[Given records Boundary: Start]

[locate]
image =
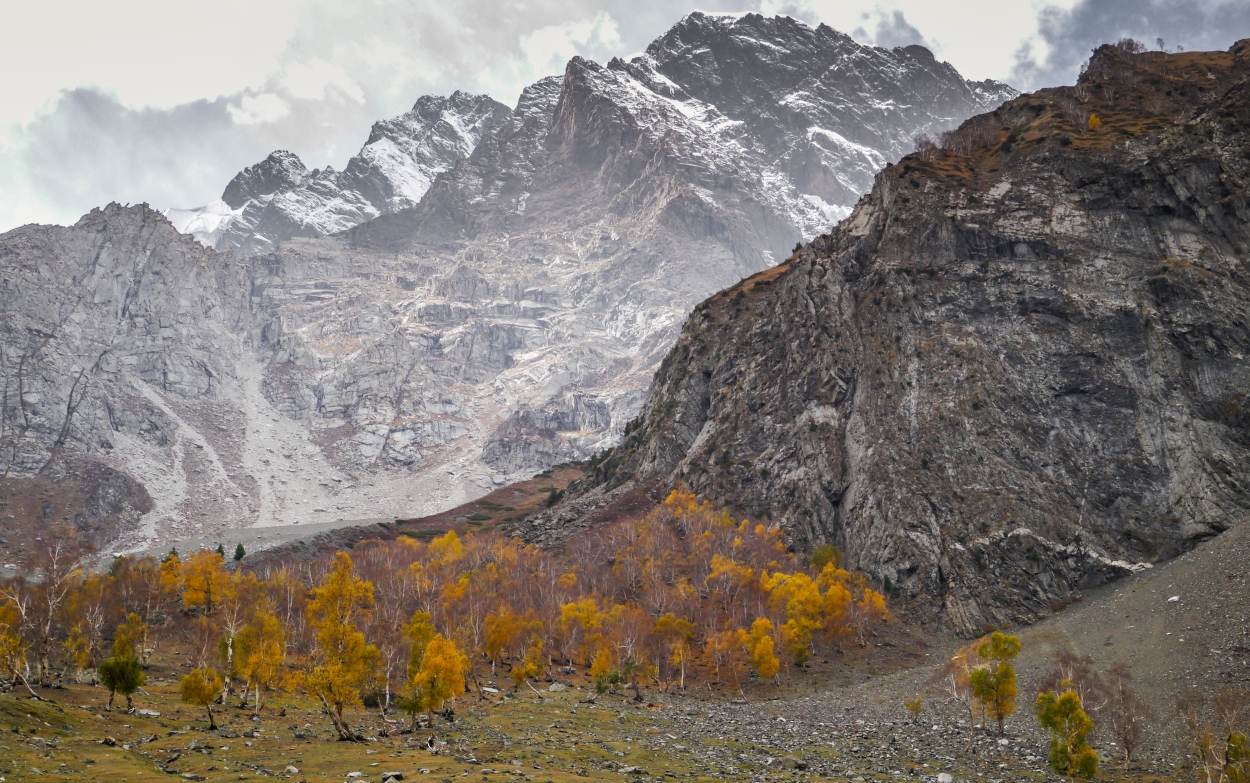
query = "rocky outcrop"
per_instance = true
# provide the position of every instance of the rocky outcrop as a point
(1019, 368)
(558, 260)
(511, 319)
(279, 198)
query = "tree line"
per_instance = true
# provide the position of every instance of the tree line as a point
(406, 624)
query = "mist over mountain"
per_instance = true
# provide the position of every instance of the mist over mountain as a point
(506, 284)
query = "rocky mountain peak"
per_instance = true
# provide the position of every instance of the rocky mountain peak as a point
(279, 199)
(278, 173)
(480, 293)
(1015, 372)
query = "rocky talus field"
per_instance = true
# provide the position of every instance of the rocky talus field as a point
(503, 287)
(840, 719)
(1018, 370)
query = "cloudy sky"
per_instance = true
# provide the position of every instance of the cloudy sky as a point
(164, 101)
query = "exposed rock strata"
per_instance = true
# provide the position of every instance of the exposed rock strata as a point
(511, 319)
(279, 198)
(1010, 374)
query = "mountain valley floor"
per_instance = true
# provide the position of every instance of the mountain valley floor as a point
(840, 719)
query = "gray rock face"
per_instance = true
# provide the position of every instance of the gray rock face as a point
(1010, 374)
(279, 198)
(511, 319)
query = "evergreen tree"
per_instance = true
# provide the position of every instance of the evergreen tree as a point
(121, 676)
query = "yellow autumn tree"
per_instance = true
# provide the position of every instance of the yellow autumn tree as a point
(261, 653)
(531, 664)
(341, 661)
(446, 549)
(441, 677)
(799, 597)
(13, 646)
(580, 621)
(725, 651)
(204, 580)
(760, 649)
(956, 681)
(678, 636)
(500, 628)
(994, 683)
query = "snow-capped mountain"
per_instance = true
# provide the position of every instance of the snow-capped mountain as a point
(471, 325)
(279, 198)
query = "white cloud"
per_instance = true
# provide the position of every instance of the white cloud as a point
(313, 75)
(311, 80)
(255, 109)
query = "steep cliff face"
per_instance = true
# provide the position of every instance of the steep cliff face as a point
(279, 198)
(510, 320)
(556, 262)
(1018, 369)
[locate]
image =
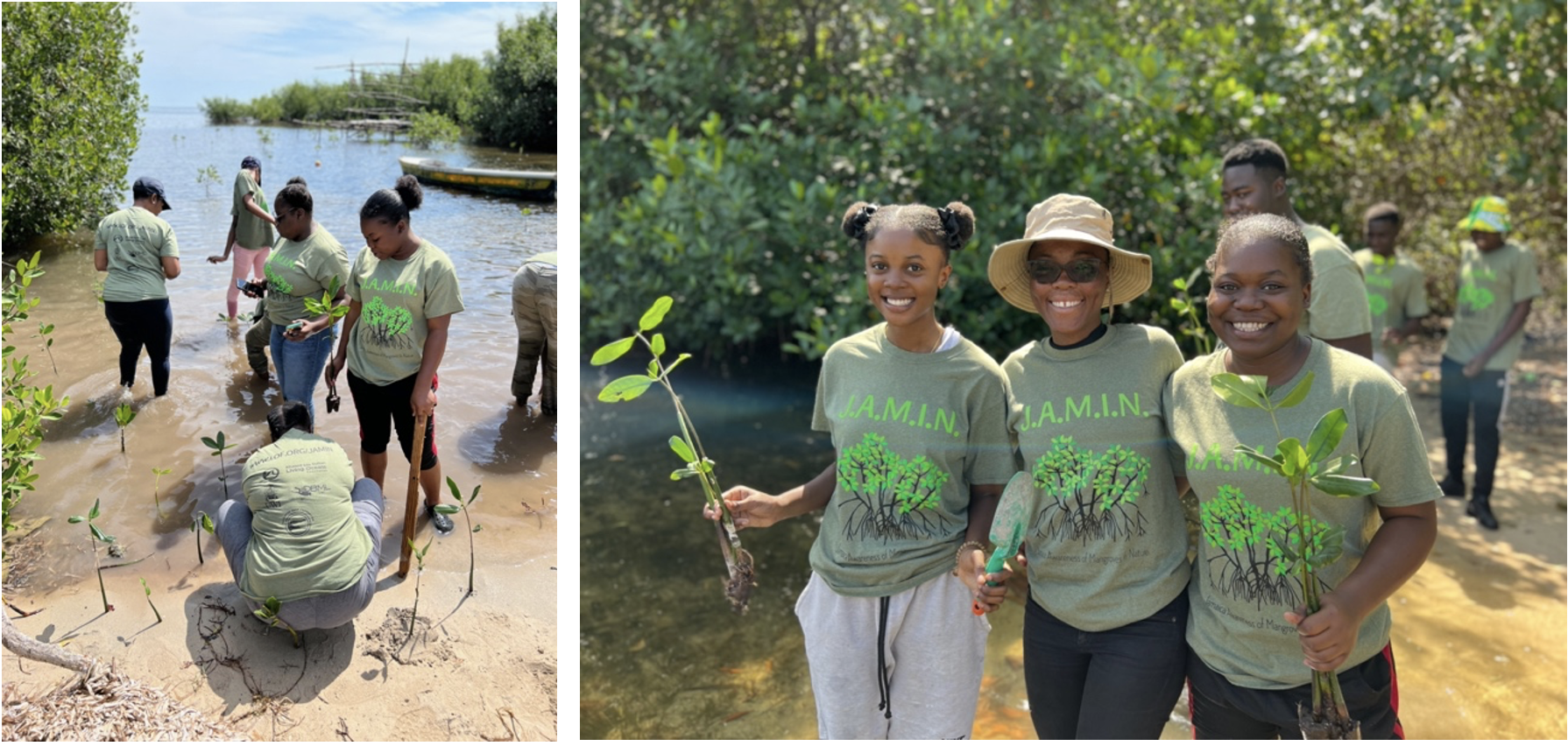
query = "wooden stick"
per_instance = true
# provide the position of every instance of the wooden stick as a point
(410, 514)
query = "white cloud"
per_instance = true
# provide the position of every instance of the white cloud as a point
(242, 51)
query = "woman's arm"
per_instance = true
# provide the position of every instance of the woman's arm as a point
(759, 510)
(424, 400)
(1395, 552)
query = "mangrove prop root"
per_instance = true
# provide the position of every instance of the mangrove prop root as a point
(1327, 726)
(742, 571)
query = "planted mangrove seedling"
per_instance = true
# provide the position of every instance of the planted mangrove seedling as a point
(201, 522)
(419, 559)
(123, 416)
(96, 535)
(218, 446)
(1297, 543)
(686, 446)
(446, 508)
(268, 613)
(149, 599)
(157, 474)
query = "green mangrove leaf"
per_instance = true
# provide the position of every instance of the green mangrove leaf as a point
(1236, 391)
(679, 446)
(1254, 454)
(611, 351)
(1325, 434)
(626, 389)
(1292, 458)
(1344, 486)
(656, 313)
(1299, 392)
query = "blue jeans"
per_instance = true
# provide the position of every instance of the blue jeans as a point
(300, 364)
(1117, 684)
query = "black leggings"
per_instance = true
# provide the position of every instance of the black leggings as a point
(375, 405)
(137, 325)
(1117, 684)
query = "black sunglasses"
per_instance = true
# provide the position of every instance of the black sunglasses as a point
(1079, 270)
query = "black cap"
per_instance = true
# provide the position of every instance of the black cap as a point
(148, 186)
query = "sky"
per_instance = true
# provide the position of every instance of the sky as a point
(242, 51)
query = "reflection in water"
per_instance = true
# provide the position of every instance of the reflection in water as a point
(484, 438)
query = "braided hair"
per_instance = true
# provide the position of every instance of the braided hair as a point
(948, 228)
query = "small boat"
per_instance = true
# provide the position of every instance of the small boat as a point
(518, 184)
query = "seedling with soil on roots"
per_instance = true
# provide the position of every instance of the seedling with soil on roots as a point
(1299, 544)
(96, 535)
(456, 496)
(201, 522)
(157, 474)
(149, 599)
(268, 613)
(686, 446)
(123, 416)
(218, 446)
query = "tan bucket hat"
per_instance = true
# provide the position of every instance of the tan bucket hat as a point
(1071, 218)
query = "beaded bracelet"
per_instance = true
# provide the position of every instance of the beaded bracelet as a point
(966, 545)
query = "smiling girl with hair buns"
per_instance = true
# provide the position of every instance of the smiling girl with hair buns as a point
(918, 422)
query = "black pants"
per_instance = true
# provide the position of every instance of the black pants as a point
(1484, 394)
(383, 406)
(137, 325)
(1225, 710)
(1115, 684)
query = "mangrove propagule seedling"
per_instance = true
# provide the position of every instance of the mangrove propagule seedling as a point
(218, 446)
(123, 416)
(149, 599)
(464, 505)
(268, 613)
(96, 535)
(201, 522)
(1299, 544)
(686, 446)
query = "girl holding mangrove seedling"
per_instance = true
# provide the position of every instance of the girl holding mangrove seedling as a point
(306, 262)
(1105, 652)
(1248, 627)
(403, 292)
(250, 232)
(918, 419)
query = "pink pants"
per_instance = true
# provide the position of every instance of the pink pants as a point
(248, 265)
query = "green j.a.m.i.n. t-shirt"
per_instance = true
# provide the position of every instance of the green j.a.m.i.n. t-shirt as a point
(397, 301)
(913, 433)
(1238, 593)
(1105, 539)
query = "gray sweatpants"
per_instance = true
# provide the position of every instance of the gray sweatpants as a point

[Given records Boundary: End]

What is needed
Copy out every line of the data that includes the word "sweatpants".

Result for this task
query = "gray sweatpants"
# provide the position of every instance of the gray sweatpants as a point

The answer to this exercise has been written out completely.